------ Page extract ------
An attacker stole the account credentials of a Fedora contributor and accessed Fedora servers, but project leaders say the attackers apparently didn't succeed in compromising any software packages or servers.
An attacker attempted to compromise the servers for the Fedora Project, the
community version of the Red Hat Enterprise Linux, but didn't damage any
servers or code, according to an e-mail sent to the Fedora mailing list on Jan.
25.
In the message, titled "A
security incident on Fedora infrastructure," Fedora Project leader
Jared Smith disclosed that a Fedora contributor's log-in and password credentials
were stolen and used to access the systems on Jan. 22.
The account belonged to a contributor who had access to push code packages
in the Fedora SCM, to perform builds and to
make updates to Fedora packages, according to Smith. The contributor was not a
member of any sysadmin or Release Engineering groups and had only limited
privileges on fedorapeople.org, he wrote.
------
_Set problem 1_
Extract every line of the rows that contains the string "cover".
The Fedora security report and the rows come from separate, unrelated sources.
------ Given data ------
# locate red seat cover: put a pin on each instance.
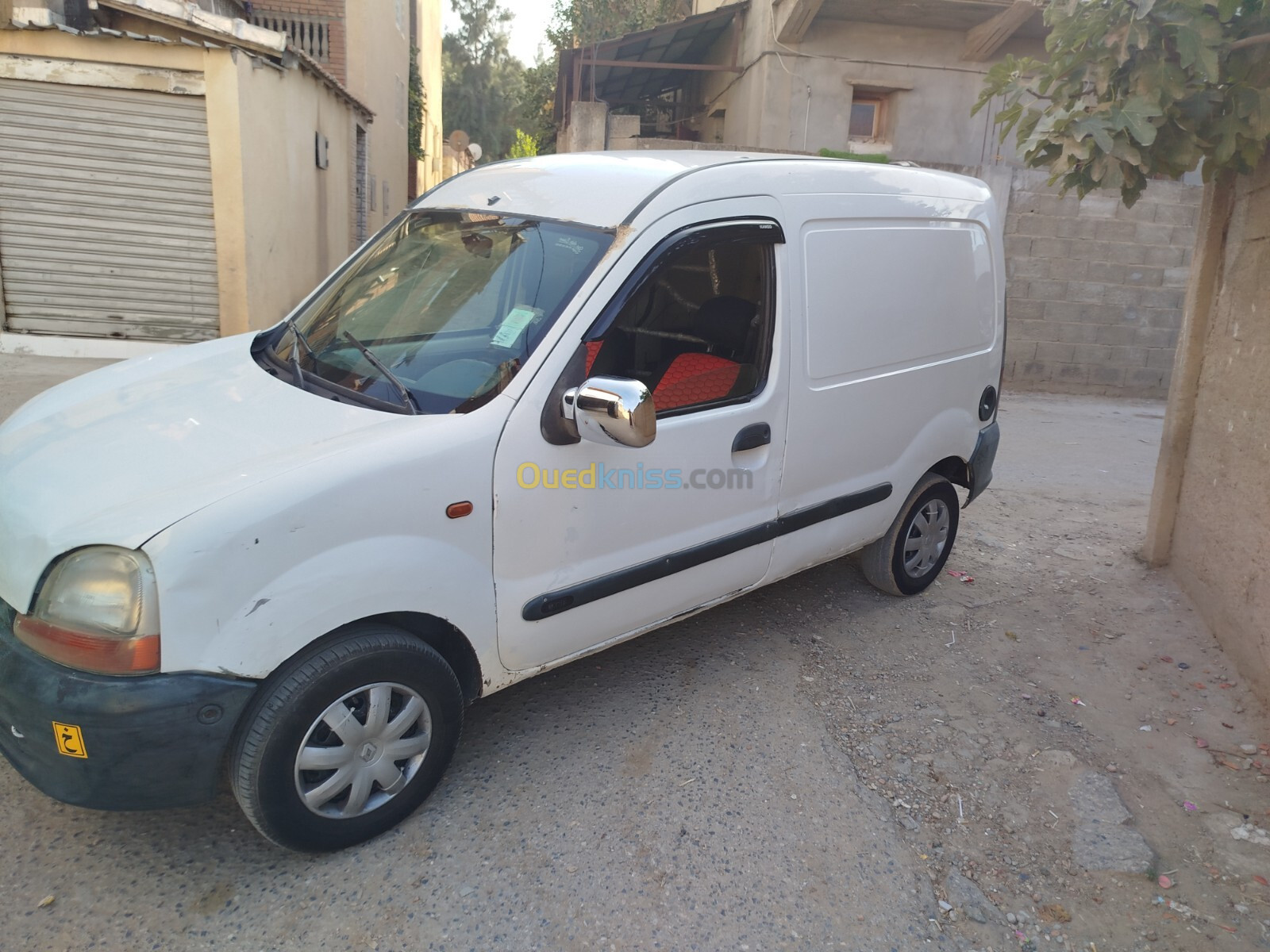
(592, 353)
(695, 378)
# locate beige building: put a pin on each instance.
(1210, 507)
(171, 171)
(867, 76)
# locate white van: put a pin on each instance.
(552, 405)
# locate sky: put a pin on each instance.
(527, 31)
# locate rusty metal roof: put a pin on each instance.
(687, 41)
(931, 14)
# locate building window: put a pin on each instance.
(867, 117)
(360, 197)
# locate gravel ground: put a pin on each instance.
(813, 766)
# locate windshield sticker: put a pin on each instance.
(516, 321)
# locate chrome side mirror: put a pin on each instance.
(613, 410)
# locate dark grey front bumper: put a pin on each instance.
(150, 742)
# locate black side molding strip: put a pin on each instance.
(563, 600)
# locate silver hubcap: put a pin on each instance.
(364, 750)
(927, 535)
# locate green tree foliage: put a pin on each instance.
(537, 102)
(581, 22)
(483, 82)
(525, 146)
(414, 108)
(1136, 89)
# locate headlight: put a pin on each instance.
(97, 611)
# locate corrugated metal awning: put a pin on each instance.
(645, 63)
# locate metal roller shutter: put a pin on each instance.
(106, 213)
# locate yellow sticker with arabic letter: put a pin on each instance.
(70, 739)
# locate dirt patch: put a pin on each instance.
(1060, 731)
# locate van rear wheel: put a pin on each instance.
(911, 555)
(347, 740)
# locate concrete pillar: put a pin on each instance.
(1187, 363)
(588, 127)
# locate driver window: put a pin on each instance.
(698, 332)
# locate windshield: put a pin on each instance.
(438, 314)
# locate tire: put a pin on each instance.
(353, 789)
(914, 549)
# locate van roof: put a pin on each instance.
(607, 190)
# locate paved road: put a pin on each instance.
(677, 793)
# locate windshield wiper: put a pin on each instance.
(406, 399)
(295, 352)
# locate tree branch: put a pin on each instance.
(1251, 41)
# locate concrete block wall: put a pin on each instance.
(1095, 290)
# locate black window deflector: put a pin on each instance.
(738, 232)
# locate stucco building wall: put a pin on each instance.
(1210, 509)
(378, 70)
(295, 215)
(281, 221)
(799, 98)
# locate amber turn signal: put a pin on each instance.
(89, 651)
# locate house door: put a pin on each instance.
(106, 213)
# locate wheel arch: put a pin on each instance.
(954, 469)
(446, 640)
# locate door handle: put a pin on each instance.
(752, 437)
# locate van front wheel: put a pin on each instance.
(347, 740)
(911, 555)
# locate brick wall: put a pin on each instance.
(1095, 290)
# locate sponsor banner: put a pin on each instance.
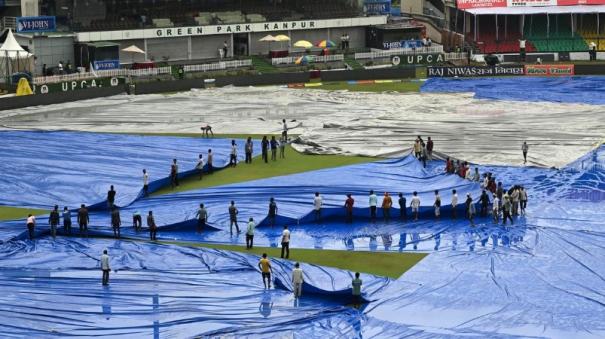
(106, 64)
(580, 2)
(474, 71)
(68, 86)
(418, 59)
(465, 4)
(531, 3)
(35, 24)
(382, 7)
(402, 44)
(549, 70)
(154, 33)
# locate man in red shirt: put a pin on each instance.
(429, 149)
(349, 208)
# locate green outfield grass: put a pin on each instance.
(199, 135)
(294, 162)
(387, 264)
(10, 213)
(402, 87)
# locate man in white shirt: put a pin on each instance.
(31, 223)
(454, 203)
(297, 280)
(233, 155)
(437, 204)
(285, 243)
(496, 209)
(145, 183)
(250, 234)
(200, 166)
(285, 129)
(105, 267)
(415, 204)
(524, 149)
(373, 200)
(210, 158)
(317, 203)
(522, 49)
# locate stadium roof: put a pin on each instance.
(537, 10)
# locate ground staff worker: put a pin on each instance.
(105, 267)
(250, 234)
(83, 219)
(297, 280)
(285, 243)
(31, 223)
(265, 267)
(53, 220)
(153, 228)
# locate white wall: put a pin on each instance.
(206, 47)
(50, 51)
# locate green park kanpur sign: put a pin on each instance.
(418, 59)
(74, 85)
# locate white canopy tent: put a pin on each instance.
(13, 58)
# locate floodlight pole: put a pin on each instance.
(497, 27)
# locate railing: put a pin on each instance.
(102, 74)
(218, 66)
(140, 72)
(311, 59)
(398, 51)
(455, 56)
(558, 44)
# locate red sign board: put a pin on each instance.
(580, 2)
(465, 4)
(549, 70)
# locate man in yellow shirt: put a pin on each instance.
(387, 203)
(265, 267)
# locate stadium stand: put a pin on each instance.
(558, 38)
(507, 41)
(108, 15)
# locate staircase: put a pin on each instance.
(350, 60)
(262, 65)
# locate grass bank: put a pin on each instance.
(404, 86)
(10, 213)
(386, 264)
(294, 162)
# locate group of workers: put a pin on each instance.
(507, 203)
(297, 279)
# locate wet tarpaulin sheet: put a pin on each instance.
(176, 213)
(52, 289)
(582, 90)
(294, 195)
(345, 122)
(542, 277)
(41, 169)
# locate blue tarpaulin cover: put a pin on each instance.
(541, 277)
(41, 169)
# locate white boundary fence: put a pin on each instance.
(218, 66)
(141, 72)
(102, 74)
(398, 51)
(455, 56)
(312, 59)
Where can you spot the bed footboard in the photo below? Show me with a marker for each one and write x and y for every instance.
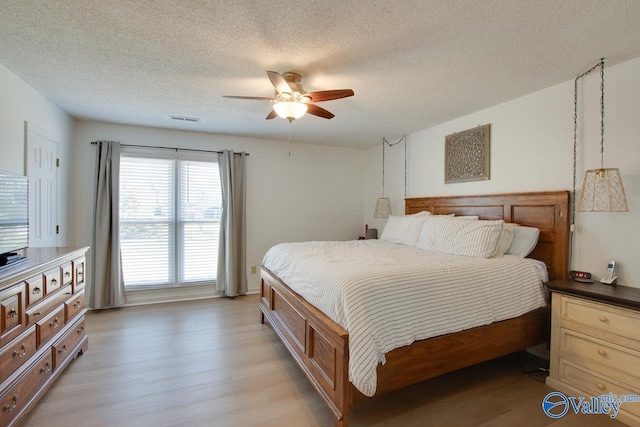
(318, 344)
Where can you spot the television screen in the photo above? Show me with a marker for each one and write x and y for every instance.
(14, 212)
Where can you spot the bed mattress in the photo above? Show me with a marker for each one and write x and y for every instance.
(388, 295)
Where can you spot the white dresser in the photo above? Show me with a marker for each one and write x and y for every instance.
(595, 342)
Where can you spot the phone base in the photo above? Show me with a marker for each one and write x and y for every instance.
(613, 281)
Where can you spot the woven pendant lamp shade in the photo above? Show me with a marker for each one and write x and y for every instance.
(602, 191)
(383, 208)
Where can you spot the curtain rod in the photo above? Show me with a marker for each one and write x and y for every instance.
(167, 148)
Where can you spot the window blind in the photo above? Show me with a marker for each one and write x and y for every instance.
(169, 220)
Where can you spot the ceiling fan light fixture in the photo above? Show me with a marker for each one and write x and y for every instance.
(290, 110)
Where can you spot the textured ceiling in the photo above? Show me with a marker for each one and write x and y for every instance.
(412, 64)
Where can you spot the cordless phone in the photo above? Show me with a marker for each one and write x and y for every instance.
(610, 275)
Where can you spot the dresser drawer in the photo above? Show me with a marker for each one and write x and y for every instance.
(16, 353)
(613, 360)
(603, 317)
(49, 326)
(64, 347)
(35, 289)
(52, 281)
(38, 312)
(593, 384)
(12, 319)
(16, 398)
(74, 306)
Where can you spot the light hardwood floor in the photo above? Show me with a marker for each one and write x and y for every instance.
(211, 363)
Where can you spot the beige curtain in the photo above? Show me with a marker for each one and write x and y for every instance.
(107, 287)
(232, 271)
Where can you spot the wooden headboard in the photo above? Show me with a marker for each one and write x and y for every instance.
(548, 211)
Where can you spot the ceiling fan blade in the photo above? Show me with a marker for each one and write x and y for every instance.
(319, 111)
(279, 82)
(257, 98)
(272, 115)
(328, 95)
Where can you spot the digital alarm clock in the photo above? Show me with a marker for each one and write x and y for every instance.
(581, 276)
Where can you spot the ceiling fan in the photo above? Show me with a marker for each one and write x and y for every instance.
(291, 101)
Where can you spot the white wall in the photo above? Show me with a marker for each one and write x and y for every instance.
(20, 103)
(532, 150)
(316, 194)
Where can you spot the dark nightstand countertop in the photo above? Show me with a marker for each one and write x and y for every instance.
(623, 296)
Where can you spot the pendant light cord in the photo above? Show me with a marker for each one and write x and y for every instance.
(385, 141)
(575, 140)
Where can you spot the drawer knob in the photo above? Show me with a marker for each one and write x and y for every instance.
(12, 406)
(20, 355)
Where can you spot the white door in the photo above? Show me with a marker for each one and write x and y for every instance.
(42, 155)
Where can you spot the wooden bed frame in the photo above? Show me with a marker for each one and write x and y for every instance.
(321, 347)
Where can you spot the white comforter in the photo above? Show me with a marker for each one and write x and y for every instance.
(388, 296)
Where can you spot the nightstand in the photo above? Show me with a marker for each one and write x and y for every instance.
(595, 342)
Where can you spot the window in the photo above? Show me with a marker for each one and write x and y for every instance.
(170, 208)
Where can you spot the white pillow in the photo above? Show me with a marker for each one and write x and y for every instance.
(477, 238)
(403, 230)
(506, 238)
(524, 240)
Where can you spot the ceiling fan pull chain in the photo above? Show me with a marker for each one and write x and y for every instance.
(290, 137)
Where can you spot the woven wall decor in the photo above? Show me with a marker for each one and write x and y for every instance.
(467, 155)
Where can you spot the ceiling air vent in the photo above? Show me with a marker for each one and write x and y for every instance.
(185, 119)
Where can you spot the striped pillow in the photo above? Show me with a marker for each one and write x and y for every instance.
(453, 236)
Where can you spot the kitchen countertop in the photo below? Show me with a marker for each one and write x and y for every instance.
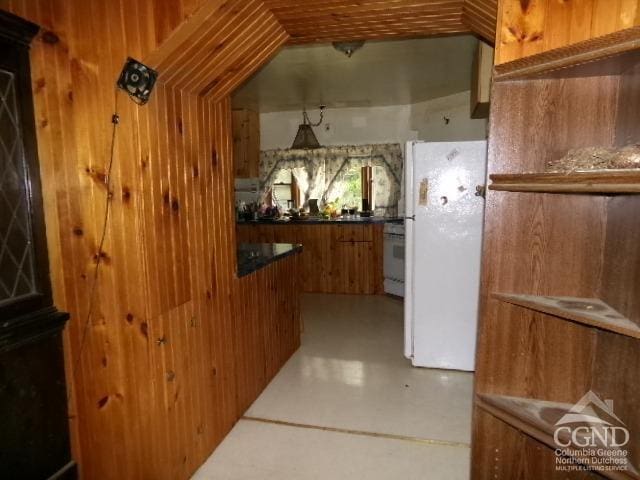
(321, 221)
(254, 256)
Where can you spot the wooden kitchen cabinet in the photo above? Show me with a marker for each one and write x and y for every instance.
(246, 143)
(337, 258)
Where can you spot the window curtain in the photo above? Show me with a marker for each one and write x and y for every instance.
(320, 173)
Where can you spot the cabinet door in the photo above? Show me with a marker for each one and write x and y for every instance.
(352, 268)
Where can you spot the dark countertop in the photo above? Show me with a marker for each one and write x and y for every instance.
(254, 256)
(321, 221)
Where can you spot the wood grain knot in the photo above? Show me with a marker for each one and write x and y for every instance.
(50, 37)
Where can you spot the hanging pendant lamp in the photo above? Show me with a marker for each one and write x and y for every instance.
(305, 138)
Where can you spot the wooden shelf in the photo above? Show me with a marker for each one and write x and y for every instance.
(609, 182)
(537, 418)
(587, 311)
(606, 54)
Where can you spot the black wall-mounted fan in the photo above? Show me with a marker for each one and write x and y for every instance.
(137, 80)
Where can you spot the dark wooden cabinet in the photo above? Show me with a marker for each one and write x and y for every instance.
(34, 438)
(337, 258)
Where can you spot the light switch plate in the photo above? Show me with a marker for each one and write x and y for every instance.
(423, 199)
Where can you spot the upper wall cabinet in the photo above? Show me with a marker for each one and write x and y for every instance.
(246, 143)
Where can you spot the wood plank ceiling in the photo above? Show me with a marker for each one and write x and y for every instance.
(331, 20)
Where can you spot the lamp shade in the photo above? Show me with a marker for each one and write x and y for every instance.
(305, 138)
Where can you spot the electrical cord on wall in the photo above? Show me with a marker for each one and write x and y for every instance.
(115, 120)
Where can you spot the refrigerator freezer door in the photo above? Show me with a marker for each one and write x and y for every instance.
(444, 247)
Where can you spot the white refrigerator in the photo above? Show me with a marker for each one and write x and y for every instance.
(444, 209)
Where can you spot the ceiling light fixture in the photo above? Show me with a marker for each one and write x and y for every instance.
(348, 48)
(305, 138)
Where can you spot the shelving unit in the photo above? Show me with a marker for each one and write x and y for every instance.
(560, 300)
(537, 418)
(612, 182)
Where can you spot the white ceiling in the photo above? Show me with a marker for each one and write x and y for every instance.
(381, 73)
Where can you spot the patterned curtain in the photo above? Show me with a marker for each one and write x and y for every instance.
(320, 173)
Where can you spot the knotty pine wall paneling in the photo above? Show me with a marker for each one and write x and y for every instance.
(329, 20)
(153, 384)
(534, 26)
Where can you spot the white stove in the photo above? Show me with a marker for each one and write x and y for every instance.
(394, 259)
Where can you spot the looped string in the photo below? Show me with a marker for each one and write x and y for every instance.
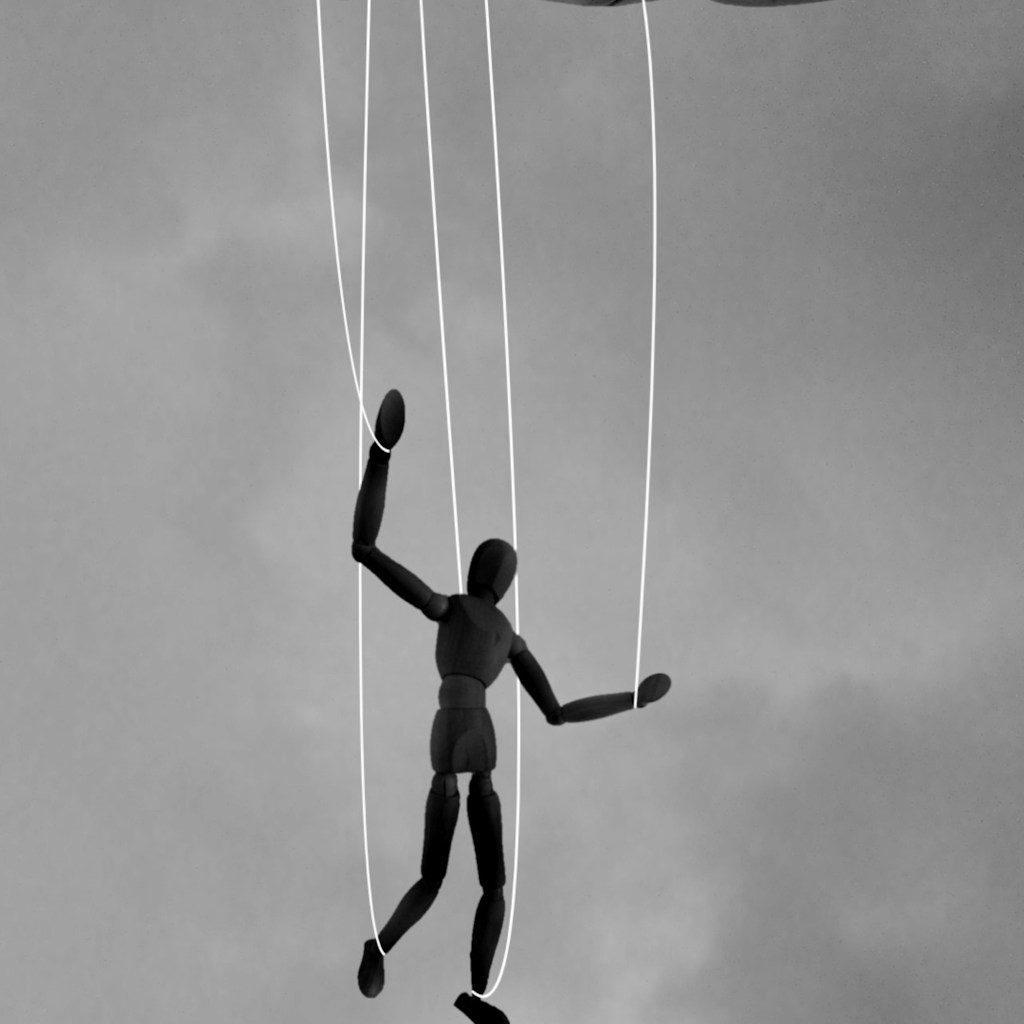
(356, 377)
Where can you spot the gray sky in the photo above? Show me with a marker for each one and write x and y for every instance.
(821, 823)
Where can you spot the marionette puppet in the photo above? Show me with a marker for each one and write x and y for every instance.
(474, 642)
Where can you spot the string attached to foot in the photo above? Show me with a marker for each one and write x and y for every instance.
(653, 313)
(357, 377)
(515, 527)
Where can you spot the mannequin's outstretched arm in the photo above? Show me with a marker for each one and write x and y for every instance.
(535, 682)
(587, 709)
(370, 513)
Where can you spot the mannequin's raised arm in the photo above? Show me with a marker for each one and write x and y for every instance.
(370, 513)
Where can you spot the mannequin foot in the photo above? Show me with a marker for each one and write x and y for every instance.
(390, 419)
(478, 1011)
(371, 970)
(653, 688)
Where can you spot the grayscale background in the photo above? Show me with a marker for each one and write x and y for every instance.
(822, 822)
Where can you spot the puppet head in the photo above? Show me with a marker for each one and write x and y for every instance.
(492, 569)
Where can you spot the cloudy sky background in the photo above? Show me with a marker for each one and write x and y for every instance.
(822, 822)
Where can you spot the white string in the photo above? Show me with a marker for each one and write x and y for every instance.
(653, 310)
(357, 377)
(515, 530)
(334, 220)
(440, 299)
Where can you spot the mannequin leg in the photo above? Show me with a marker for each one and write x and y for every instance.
(441, 814)
(485, 823)
(588, 709)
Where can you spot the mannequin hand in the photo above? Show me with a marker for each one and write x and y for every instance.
(390, 419)
(653, 688)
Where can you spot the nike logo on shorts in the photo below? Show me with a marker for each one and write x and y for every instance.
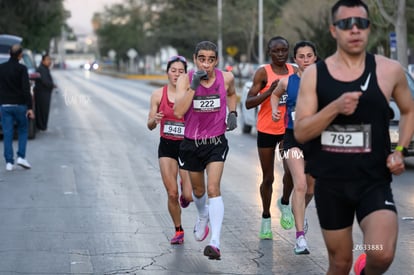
------
_Set problem 2_
Rewrite the passage of the Fedora security report between "In the message, titled" and "fedorapeople.org, he wrote.", inclusive, with "privileges" changed to "permissions".

_Solution 1_
# locate red seat cover: put a pin on each instance.
# locate blue tarpaulin cover: put a pin on each instance.

_Solution 2_
In the message, titled "A
security incident on Fedora infrastructure," Fedora Project leader
Jared Smith disclosed that a Fedora contributor's log-in and password credentials
were stolen and used to access the systems on Jan. 22.
The account belonged to a contributor who had access to push code packages
in the Fedora SCM, to perform builds and to
make updates to Fedora packages, according to Smith. The contributor was not a
member of any sysadmin or Release Engineering groups and had only limited
permissions on fedorapeople.org, he wrote.